- Exercise brief:
Copy every line of the data below without changing anything.

- Data shown:

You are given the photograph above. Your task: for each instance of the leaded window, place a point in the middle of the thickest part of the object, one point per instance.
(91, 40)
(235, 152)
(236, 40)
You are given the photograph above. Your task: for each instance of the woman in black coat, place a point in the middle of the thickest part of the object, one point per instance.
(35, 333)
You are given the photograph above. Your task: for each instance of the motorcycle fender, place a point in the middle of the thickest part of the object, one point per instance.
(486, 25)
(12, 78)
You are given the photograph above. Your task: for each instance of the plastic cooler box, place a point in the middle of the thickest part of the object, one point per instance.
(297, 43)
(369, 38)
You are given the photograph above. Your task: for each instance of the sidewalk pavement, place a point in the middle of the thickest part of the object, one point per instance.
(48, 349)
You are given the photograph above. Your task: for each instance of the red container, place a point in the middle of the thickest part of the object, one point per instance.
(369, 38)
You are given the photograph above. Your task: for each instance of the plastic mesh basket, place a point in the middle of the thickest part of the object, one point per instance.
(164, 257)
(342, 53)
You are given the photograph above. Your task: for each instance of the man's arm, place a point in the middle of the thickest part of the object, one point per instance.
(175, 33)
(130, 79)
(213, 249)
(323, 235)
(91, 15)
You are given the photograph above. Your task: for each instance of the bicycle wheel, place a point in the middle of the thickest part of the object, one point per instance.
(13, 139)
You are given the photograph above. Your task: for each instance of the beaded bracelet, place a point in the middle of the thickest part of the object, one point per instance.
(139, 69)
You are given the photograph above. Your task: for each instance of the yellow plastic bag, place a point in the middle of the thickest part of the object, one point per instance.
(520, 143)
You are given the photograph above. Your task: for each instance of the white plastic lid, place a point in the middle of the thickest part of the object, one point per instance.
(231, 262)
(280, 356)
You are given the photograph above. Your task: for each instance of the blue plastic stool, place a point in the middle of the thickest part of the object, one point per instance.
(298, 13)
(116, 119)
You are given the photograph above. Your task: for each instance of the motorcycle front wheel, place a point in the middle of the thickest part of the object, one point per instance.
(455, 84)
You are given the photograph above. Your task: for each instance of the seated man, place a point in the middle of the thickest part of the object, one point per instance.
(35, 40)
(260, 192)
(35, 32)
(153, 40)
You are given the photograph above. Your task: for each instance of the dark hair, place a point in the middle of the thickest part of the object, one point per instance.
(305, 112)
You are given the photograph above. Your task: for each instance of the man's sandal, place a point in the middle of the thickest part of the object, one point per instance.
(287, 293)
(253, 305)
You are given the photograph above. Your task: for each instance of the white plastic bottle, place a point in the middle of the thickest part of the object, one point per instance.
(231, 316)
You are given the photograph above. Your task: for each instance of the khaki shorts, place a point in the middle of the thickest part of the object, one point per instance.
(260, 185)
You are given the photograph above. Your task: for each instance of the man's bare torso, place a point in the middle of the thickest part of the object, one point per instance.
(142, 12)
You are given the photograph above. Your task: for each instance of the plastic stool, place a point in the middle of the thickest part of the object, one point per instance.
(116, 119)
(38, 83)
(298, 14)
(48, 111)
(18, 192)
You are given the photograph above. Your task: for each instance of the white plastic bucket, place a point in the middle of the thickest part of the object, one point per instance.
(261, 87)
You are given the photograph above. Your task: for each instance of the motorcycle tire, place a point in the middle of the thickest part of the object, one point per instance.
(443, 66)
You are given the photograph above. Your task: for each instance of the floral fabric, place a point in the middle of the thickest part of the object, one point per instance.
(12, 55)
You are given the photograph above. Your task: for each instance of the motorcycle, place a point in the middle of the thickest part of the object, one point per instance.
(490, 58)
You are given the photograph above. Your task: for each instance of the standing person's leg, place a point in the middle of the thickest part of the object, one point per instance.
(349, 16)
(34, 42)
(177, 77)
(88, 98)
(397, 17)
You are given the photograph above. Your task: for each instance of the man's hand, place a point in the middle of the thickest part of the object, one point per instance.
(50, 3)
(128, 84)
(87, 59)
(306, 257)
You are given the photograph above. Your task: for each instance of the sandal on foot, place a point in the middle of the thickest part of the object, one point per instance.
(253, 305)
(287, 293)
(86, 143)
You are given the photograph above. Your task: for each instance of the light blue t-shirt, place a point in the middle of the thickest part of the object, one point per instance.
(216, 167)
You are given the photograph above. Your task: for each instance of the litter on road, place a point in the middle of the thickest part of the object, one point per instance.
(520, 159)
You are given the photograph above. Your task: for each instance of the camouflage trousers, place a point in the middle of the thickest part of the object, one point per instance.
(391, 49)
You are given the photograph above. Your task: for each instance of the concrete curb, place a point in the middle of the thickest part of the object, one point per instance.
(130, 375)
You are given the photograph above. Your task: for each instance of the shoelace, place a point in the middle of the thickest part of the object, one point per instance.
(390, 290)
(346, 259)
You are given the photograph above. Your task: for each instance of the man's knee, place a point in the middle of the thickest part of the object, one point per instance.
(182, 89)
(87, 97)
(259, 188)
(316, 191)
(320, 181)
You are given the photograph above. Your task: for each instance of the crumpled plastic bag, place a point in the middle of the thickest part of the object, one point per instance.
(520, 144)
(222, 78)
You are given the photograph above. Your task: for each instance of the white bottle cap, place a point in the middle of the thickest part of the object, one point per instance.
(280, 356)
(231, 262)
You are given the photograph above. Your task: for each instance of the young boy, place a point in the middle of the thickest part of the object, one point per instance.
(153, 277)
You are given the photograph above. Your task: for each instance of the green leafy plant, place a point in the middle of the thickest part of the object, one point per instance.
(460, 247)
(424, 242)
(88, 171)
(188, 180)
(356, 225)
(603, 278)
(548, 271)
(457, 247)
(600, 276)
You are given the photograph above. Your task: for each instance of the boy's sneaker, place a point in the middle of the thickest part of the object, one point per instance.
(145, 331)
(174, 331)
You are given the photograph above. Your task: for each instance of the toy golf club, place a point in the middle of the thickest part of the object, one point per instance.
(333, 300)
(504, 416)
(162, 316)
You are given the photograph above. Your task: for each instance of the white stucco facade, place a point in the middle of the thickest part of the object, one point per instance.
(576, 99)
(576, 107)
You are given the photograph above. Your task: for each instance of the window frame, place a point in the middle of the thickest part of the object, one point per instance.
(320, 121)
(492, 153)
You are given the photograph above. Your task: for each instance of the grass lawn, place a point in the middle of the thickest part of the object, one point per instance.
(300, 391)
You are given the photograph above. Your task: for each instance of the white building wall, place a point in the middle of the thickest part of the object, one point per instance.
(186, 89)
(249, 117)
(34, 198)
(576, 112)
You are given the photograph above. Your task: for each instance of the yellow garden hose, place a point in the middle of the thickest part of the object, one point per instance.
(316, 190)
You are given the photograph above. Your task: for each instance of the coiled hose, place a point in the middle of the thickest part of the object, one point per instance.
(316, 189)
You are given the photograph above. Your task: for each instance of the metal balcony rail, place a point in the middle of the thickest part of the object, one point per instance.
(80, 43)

- Answer:
You are given the photograph above. Your task: for each instance of the leaded window, place a point in the middle of the thickest part of the object, one point per instance.
(91, 40)
(235, 152)
(236, 40)
You are given the photograph above. Your task: for each instance of the woman in black coat, place a point in the middle of the thickest part of the object, one point per instance.
(35, 333)
You are given the photograph above. Your task: for each instance of the motorcycle fender, place a point in the middle of the thickest part of the object, one point per instance.
(486, 25)
(12, 78)
You are given the photograph above. Your task: for each instance of the plastic cooler box, place a point in the middle of the thickest part of the object, one point per instance.
(297, 43)
(369, 38)
You are given the photograph above. Your task: for each instance of the sidewalk pavement, place a point in the middle of the thickest part of the object, one point per instance.
(48, 349)
You are given the photograph above. Your task: for each instance of the red container, place a point in the middle of the thickest part of the object, one point per instance.
(369, 38)
You are given the photograph above. Your task: for each instance of the plastic mesh basket, place a point in the middle of the thickest part of the object, one point per instance.
(164, 257)
(342, 53)
You are given the photograph above. Your task: for each instance of the man's arm, place a point in the middle of the thickest part of the object, one point per instance.
(175, 33)
(130, 79)
(213, 249)
(323, 235)
(91, 15)
You are given the photograph above. Your task: for each instance of the bicycle wheel, place a point in the middle of the thickest part of the object, one point per instance.
(13, 139)
You are given the photograph above. Your task: for each instance of the beaded bracelet, place a point in the middle of the thickest part of the object, one point per instance.
(139, 69)
You are given the photograph above. Your task: for each instance of the yellow plastic bag, place a point in the middle of the thickest part of the object, one point per instance.
(520, 143)
You are given the photograph above. Your task: for each instance of the white plastic lid, place a point in the middle of the thickest part of the object, one point per instance.
(231, 262)
(280, 356)
You are given the photograph above. Your task: for each instance of the blue plastic stool, place a point in the middle of the thickest part of the object, one point per instance.
(298, 13)
(116, 119)
You are given the photograph above. Your task: for each instance of the motorcycle front wheel, place a point in the middle of the thickest part of the object, one point per instance.
(455, 84)
You are given the photograph above. Your task: for each instance of the seated man, place a point in the middle of the thickest part of the object, one point per instance.
(35, 40)
(260, 192)
(35, 32)
(153, 40)
You are given the photograph above. Your task: for each instance of the dark hair, place a point in the middle of the thickest part of the object, one point per instance.
(305, 112)
You are given the photograph above. Your task: for each instance of the man's sandal, place a point in the middle of the thickest part of the object, one point per instance.
(287, 293)
(253, 305)
You are given the photograph above. Your task: for each instance of the white plastic bottle, place a point in the middle of the thickest part of the object, one point per instance.
(231, 316)
You are given the photograph above. Your task: for each instance of the khaki shorts, place a point in the middle of the thickest part of the object, one point per instance.
(260, 185)
You are given the photograph above. Your task: for each instance of the man's bare torso, place a point in the middle of the thickest part of the object, one point per instance.
(142, 12)
You are given the photograph above. Your task: for each instance of the plastic stool, place a point in the middle of the thickest part of the object, one point per instance.
(116, 119)
(38, 83)
(298, 14)
(48, 111)
(18, 192)
You are given the photograph above. Your task: for each instance of the white plastic bucket, place a point in the middle of the thickest part of the object, one point per instance.
(261, 87)
You are given the photograph above. Your task: for each instance of the motorcycle tire, place a point in the middle of the thickest part of the object, one point per instance.
(443, 66)
You are given the photograph above. Your task: for each instance of the floral fabric, place a point in the middle of the thickest part of the object, one point per instance.
(12, 55)
You are given the photograph above. Your task: for each instance of the motorcycle, place a point in the middle of the thickest part of the object, one point per instance.
(490, 58)
You are given the photograph above. Your task: for each instance of the standing person's leg, place a point in the middle of the thickest part of the object, one point per instance.
(349, 16)
(34, 42)
(177, 77)
(88, 98)
(397, 17)
You are given the photograph above. Your task: for each instance of the man's hand, place a point in the middle of the thickest part of the object, one point per instance.
(50, 3)
(128, 84)
(87, 59)
(306, 257)
You are given the photograph above. Your task: for each instance of the sandal on foot, place a point in the middle of the thickest part of the object, one point per instance.
(253, 305)
(287, 293)
(86, 143)
You are given the photograph above. Your task: for each instance of the light blue t-shirt, place a point in the middle of the thickest part of the object, one point per instance.
(216, 167)
You are given the photograph above. Your task: for each instance of the litter on road, place a point in the middle of the thickest part of the object, one point per instance.
(520, 159)
You are given the photograph above. Your task: for each instance of the camouflage trousers, place a point in the middle of the thickest part of the object, one point per instance.
(391, 49)
You are given the photograph above. Your task: for each instance of the concrete curb, place a point in the middle of the thickest part of the object, one point per instance.
(130, 375)
You are given the photograph above. Your task: for each instance of the shoelace, place a point in the middle of the thickest part of the object, one point per instance.
(390, 290)
(346, 259)
You are given the photograph above. Your task: for each instance of the man's knee, place a point in the middle of the thickest part of the object, one point per instance.
(182, 89)
(87, 97)
(259, 188)
(316, 191)
(320, 181)
You are given the photograph above. Your task: for each instance of the crumpled plastic bag, place a point in the middle of the thickest part of the object, one point per instance.
(520, 144)
(222, 78)
You are given the photograph above. Your task: for each instance of the white bottle cap, place a point in the middle of the thickest part of the object, one point per instance.
(280, 356)
(231, 262)
You are given the photograph above. Your task: for each instance of the young boy, place a point in the middle of the thickest part of the object, one point per instance.
(153, 277)
You are given the photograph above. Your task: for each instance of the green leafy plant, place a point in the middle of the thickest part of the object, one point per instance.
(460, 247)
(424, 242)
(88, 171)
(188, 180)
(356, 225)
(603, 278)
(548, 271)
(457, 247)
(600, 276)
You are given the photograph above. Your task: for each instance of the boy's sneaker, place a point in the middle of the thickest part of the object, one point per instance.
(145, 331)
(174, 331)
You are given the photograph above. Your task: for each instance of the toy golf club, place a point in the middle of the thickest part of the object, one point per instance.
(333, 300)
(504, 416)
(162, 316)
You are given the photograph above. Your task: for each instance of the white stucco facade, place a point in the middle of the thickest part of the object, one point per instance.
(576, 99)
(576, 107)
You are given the photograph above. Your task: for each instance of the window frame, place a point in the middle of the thickest part of the object, one point per instance.
(320, 121)
(492, 153)
You are given the photograph above. Your task: for each instance of the grass lawn, place a point in the middle of the thickest part of the object, one point per instance.
(300, 391)
You are given the photograph above. Your task: for each instance of the white building wall, place a point in the middle of the thickest part of the object, one point per instance.
(186, 89)
(249, 117)
(34, 198)
(576, 112)
You are given the photograph above. Your task: for each instance of the yellow garden hose, place a point in the middle of the thickest part of the object, one point per instance.
(316, 190)
You are given the photograph above. Your task: for each instance of the coiled hose, place a point in the middle of the thickest part of the object, one point per instance.
(316, 189)
You are given the photograph above. Your task: for each instance of the metal balcony rail, place a point in the middle of the thickest part of the object, one point per instance.
(80, 43)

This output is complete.